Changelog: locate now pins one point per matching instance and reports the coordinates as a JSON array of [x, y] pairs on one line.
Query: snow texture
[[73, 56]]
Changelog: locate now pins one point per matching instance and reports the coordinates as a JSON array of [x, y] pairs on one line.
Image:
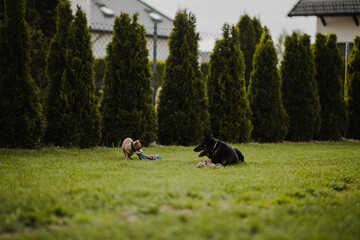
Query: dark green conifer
[[329, 72], [81, 117], [54, 105], [299, 88], [127, 107], [352, 89], [182, 111], [228, 103], [21, 120], [250, 31], [40, 16], [269, 117]]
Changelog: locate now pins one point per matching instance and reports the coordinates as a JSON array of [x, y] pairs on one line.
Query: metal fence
[[102, 34]]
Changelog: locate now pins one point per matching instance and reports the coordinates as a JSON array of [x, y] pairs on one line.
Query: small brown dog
[[130, 147]]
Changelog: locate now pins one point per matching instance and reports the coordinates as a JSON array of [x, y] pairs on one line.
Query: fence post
[[154, 62]]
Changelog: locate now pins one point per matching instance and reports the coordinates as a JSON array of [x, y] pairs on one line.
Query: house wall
[[344, 27], [85, 6], [101, 40]]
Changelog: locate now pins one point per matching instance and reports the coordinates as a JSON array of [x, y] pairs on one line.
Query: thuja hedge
[[269, 117], [80, 117], [352, 90], [299, 88], [21, 119], [329, 73], [182, 110], [228, 103], [54, 105], [126, 106]]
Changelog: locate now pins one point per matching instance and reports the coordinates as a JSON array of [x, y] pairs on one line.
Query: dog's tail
[[240, 156]]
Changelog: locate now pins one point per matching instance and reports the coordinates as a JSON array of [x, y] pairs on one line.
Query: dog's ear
[[208, 134]]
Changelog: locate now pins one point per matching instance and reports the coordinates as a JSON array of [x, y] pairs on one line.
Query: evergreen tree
[[127, 107], [269, 117], [81, 117], [182, 111], [54, 105], [40, 16], [299, 88], [21, 119], [250, 31], [2, 11], [329, 72], [228, 104], [352, 88]]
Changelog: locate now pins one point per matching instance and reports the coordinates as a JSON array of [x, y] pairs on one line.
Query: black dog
[[218, 151]]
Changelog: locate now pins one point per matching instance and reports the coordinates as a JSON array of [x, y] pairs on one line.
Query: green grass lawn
[[282, 191]]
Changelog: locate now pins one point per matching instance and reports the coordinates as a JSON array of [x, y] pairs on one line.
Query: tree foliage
[[269, 117], [352, 89], [54, 104], [81, 117], [21, 120], [182, 111], [127, 101], [41, 17], [250, 31], [228, 104], [299, 88], [329, 73]]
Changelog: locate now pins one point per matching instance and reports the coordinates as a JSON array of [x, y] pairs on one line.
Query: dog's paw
[[201, 164]]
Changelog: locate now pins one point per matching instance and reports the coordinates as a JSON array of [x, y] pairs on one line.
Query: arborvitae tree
[[249, 35], [329, 72], [258, 30], [299, 88], [269, 117], [352, 89], [182, 111], [21, 120], [127, 107], [40, 16], [228, 103], [81, 117], [54, 104], [2, 11]]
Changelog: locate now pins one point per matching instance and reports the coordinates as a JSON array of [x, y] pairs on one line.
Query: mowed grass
[[282, 191]]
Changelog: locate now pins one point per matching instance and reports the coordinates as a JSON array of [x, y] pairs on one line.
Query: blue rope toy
[[149, 157]]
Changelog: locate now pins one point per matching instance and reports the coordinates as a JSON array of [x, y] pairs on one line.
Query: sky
[[212, 14]]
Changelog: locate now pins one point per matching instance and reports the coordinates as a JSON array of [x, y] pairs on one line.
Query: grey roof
[[101, 21], [326, 8]]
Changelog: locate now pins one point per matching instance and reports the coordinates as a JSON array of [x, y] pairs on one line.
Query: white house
[[333, 16], [101, 16]]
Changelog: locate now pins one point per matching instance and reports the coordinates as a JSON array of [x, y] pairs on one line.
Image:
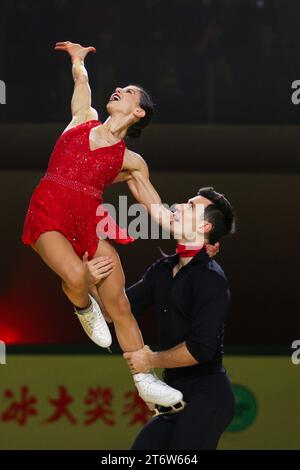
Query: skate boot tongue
[[94, 324]]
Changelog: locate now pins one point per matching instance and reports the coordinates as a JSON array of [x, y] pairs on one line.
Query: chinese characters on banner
[[22, 405]]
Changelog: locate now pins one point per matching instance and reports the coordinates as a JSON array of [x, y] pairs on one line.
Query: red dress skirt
[[68, 198]]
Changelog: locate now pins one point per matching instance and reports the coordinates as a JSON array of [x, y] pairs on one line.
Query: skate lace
[[93, 321], [153, 380]]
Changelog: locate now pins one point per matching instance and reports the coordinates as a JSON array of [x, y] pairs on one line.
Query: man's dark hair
[[220, 214], [147, 105]]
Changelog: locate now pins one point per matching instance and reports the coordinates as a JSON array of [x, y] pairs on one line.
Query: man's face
[[126, 101], [188, 221]]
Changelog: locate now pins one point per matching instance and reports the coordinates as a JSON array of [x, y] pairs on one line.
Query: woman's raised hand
[[76, 51]]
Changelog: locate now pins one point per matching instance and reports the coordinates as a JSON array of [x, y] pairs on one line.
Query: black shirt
[[190, 307]]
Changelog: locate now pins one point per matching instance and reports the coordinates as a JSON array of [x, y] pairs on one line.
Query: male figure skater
[[190, 296]]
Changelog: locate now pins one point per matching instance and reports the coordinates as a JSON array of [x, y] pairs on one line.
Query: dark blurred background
[[220, 73], [204, 61]]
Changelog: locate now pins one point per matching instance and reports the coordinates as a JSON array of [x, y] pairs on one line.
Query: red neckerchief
[[186, 251]]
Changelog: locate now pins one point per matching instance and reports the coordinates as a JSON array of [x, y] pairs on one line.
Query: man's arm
[[179, 356], [201, 343], [81, 107], [136, 175]]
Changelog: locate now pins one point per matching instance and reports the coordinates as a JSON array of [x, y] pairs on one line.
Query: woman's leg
[[112, 293], [58, 253]]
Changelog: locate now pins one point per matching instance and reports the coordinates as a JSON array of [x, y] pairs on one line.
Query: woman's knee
[[118, 305], [75, 277]]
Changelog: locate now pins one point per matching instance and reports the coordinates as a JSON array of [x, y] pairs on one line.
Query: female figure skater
[[61, 220]]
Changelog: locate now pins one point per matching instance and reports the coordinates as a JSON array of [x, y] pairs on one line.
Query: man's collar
[[201, 257]]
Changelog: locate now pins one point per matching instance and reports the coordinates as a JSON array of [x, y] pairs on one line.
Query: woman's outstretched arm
[[81, 104]]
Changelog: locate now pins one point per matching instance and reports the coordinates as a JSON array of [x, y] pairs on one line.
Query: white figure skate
[[94, 324], [160, 397]]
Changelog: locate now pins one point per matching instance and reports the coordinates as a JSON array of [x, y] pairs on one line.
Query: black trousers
[[209, 410]]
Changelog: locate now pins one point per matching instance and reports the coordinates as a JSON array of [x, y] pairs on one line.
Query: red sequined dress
[[69, 196]]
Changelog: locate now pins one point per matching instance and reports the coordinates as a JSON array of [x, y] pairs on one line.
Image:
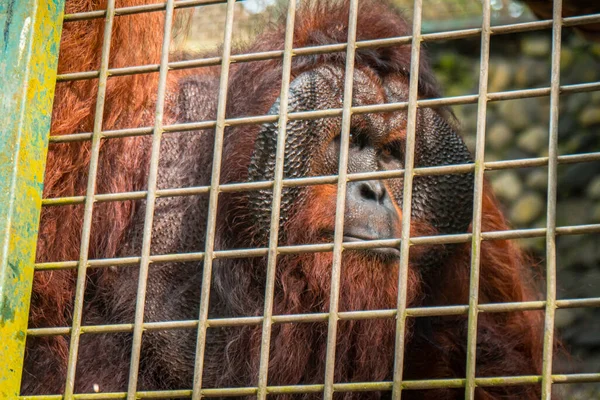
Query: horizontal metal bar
[[325, 247], [336, 112], [329, 179], [338, 387], [267, 55], [440, 311], [145, 8]]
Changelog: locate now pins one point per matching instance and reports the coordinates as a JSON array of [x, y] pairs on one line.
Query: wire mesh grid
[[268, 319]]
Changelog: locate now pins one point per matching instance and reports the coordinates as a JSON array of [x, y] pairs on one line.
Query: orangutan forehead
[[370, 89]]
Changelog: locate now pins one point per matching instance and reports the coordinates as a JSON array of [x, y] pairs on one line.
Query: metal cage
[[31, 36]]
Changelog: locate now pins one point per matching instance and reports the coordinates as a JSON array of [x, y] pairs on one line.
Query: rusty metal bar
[[89, 204]]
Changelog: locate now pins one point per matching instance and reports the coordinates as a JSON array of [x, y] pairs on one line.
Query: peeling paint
[[23, 40], [28, 60]]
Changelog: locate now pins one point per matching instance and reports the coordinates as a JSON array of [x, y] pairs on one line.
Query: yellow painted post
[[29, 40]]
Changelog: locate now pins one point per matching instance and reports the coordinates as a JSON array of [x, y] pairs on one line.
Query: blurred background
[[515, 129]]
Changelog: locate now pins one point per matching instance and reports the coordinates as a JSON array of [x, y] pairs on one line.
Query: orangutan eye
[[393, 150]]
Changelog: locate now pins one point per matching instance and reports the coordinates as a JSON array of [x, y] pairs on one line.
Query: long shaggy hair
[[508, 343]]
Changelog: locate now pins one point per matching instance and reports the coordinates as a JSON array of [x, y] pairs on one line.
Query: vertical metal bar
[[150, 203], [211, 223], [263, 372], [340, 202], [551, 208], [411, 127], [28, 60], [477, 204], [89, 203]]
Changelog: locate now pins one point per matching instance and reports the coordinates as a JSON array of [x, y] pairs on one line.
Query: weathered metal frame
[[546, 379], [28, 60]]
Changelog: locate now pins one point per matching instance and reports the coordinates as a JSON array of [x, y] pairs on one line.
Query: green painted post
[[29, 40]]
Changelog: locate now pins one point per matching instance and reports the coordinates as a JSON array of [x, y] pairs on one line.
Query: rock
[[500, 76], [573, 211], [499, 136], [533, 140], [566, 58], [507, 185], [531, 73], [593, 189], [536, 46], [517, 113], [527, 209], [590, 116], [576, 102]]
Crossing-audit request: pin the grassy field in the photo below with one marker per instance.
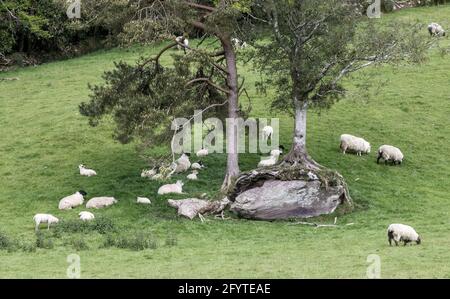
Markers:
(43, 139)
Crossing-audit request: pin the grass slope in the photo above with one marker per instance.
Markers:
(43, 139)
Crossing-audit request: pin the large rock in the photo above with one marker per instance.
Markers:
(292, 193)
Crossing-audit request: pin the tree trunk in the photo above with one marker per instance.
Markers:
(232, 136)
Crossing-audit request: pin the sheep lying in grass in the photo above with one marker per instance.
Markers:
(86, 171)
(100, 202)
(86, 216)
(193, 176)
(272, 160)
(402, 233)
(197, 165)
(354, 144)
(176, 188)
(436, 30)
(72, 201)
(44, 218)
(390, 153)
(143, 200)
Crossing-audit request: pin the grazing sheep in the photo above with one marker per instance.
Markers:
(184, 41)
(354, 144)
(182, 164)
(402, 232)
(86, 171)
(193, 176)
(272, 160)
(100, 202)
(267, 132)
(171, 188)
(390, 153)
(44, 218)
(143, 200)
(436, 30)
(72, 201)
(86, 216)
(198, 165)
(202, 153)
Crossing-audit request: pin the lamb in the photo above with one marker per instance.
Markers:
(202, 153)
(436, 30)
(197, 165)
(354, 144)
(86, 171)
(267, 132)
(44, 218)
(272, 160)
(193, 176)
(404, 233)
(390, 153)
(143, 200)
(100, 202)
(171, 188)
(86, 216)
(72, 201)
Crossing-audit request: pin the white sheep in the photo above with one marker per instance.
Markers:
(193, 176)
(86, 216)
(44, 218)
(436, 30)
(354, 144)
(183, 43)
(72, 201)
(143, 200)
(390, 153)
(267, 132)
(176, 188)
(197, 165)
(86, 171)
(182, 164)
(402, 233)
(100, 202)
(202, 153)
(272, 160)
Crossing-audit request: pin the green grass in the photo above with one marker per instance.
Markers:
(43, 139)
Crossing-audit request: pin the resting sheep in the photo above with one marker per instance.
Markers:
(171, 188)
(390, 153)
(86, 171)
(354, 144)
(402, 233)
(72, 201)
(86, 216)
(44, 218)
(100, 202)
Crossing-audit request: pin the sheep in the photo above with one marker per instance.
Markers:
(267, 132)
(86, 216)
(193, 176)
(182, 164)
(404, 233)
(202, 153)
(184, 41)
(143, 200)
(354, 144)
(197, 165)
(436, 30)
(171, 188)
(86, 171)
(100, 202)
(72, 201)
(390, 153)
(44, 218)
(272, 160)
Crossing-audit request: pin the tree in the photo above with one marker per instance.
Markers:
(149, 91)
(314, 45)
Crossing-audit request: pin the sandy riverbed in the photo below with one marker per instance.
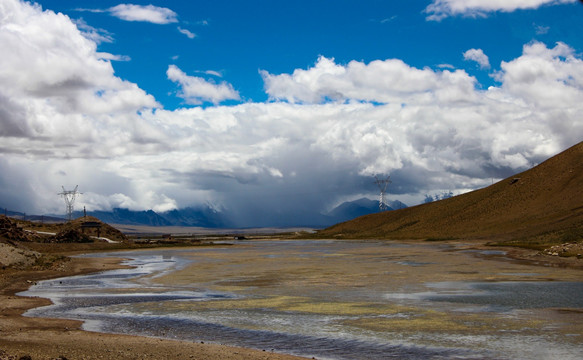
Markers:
(53, 338)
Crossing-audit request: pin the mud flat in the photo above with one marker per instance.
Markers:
(41, 338)
(326, 299)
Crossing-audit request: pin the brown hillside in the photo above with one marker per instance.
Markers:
(543, 204)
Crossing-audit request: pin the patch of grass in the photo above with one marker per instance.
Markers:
(545, 240)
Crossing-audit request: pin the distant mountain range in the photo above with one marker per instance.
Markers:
(206, 216)
(541, 205)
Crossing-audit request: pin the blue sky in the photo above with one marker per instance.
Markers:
(236, 39)
(255, 104)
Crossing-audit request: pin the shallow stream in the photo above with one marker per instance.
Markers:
(334, 300)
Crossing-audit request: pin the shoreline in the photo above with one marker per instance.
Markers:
(42, 338)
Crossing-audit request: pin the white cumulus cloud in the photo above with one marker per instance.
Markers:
(440, 9)
(186, 32)
(196, 90)
(146, 13)
(478, 56)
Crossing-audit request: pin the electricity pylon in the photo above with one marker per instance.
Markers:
(69, 196)
(383, 184)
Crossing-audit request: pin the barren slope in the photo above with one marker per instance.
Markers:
(542, 204)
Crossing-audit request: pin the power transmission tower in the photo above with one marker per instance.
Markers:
(383, 184)
(69, 196)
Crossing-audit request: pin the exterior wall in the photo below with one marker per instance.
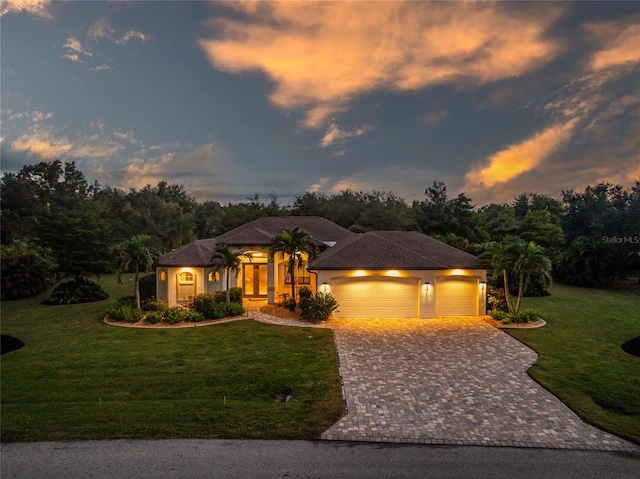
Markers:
(426, 280)
(167, 289)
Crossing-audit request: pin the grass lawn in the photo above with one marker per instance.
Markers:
(77, 378)
(581, 361)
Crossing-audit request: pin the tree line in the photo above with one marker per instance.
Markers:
(56, 225)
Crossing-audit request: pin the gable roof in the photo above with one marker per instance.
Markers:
(256, 233)
(393, 250)
(196, 253)
(262, 230)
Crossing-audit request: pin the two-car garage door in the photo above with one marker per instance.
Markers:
(376, 297)
(456, 296)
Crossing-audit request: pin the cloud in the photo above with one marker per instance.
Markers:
(39, 8)
(516, 159)
(102, 29)
(74, 50)
(336, 135)
(322, 55)
(42, 143)
(621, 44)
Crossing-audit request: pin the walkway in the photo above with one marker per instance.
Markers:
(453, 381)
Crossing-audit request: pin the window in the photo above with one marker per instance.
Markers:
(186, 286)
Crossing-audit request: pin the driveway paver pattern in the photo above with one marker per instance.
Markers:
(455, 380)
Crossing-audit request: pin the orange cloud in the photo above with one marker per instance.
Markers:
(525, 156)
(321, 55)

------------

What you should do |
Go over the entries above and tally the lines holding "slope"; please answer with the number alone.

Exercise answer |
2